--- BEGIN ---

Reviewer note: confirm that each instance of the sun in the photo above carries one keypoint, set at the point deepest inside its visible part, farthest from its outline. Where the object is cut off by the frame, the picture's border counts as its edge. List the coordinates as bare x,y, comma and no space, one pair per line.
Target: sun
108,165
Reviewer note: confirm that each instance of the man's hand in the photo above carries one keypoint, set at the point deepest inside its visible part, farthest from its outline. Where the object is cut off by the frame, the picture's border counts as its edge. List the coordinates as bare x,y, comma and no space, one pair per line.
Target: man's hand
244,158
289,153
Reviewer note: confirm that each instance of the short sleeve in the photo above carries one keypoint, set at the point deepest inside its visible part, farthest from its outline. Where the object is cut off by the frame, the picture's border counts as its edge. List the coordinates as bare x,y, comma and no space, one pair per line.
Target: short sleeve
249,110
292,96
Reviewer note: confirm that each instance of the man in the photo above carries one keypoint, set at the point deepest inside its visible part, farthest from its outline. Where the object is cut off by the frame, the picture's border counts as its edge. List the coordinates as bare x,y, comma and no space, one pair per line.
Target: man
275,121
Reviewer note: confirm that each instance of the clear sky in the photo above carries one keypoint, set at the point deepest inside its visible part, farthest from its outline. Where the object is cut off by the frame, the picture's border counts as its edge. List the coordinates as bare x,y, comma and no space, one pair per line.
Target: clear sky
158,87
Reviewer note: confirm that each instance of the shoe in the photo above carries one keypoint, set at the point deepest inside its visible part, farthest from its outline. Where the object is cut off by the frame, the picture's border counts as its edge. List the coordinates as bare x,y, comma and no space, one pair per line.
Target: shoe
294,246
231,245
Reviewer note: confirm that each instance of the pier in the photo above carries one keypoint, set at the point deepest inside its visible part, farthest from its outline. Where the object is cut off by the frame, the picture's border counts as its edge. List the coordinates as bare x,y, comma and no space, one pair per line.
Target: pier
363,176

--- END ---

## [The request]
Copy every line above word for word, changing nothing.

## [Answer to the problem]
Reviewer note: confirm that each instance of the sun in the photo above carries one keypoint, set at the point deepest inside its visible part, farthest from its outline. Where the object is cut off by the frame, the picture's border counts as its edge. List the coordinates as bare x,y, comma and no space, one pair per line.
Target: sun
108,165
Reviewer note: confirm that each instance of the man's hand in the photo above carries one keypoint, set at the point deepest inside its visible part, farthest from its outline. Where the object is cut off by the frame, the picture's border counts as its edge. List the coordinates as bare x,y, comma and no space, one pair per line.
Target: man's hand
244,158
289,153
Reviewer note: confirm that each instance of the short sleeve in the photo above carries one keypoint, set at the point deepest inside its visible part, farthest from its outline. Where the object is cut off by the frame, the picture's border counts as its edge. List the coordinates as bare x,y, comma and no space, one pair per line.
Target: short sleeve
249,110
292,96
Reviewer note: confirm that each instance of the man in the photo above carries one keypoint, set at the point deepest inside its visible part, farthest from its outline. Where the object is cut off by the frame, the picture's border counts as its edge. List the coordinates as bare x,y, comma and no space, one pair per line.
Target: man
275,121
Reviewer note: confirm that each instance of the clear sky in the photo above carries one keypoint, set at the point deepest inside its visible part, farthest from its outline. Where the object is cut off by the frame, the picture's border counts as its edge. List the coordinates as bare x,y, comma and no space, one pair per line.
Target: clear sky
158,87
Reviewer note: confirm that each instance of the shoe in the photo above carries one keypoint, set at the point deepest inside its visible part, farthest from its outline. Where the object is cut off by the frame, the picture's border counts as its edge. List the coordinates as bare x,y, comma and no space, one pair per line.
Target: shoe
294,246
231,245
Reviewer note: confirm that each instance of the pier in the photo above carries one keypoint, set at the point deepest inside its visible part, farthest from its outline. Where the object is cut off by the frame, the picture's border counts as its edge. List the coordinates as bare x,y, comma and no space, one pair per line.
Target: pier
363,176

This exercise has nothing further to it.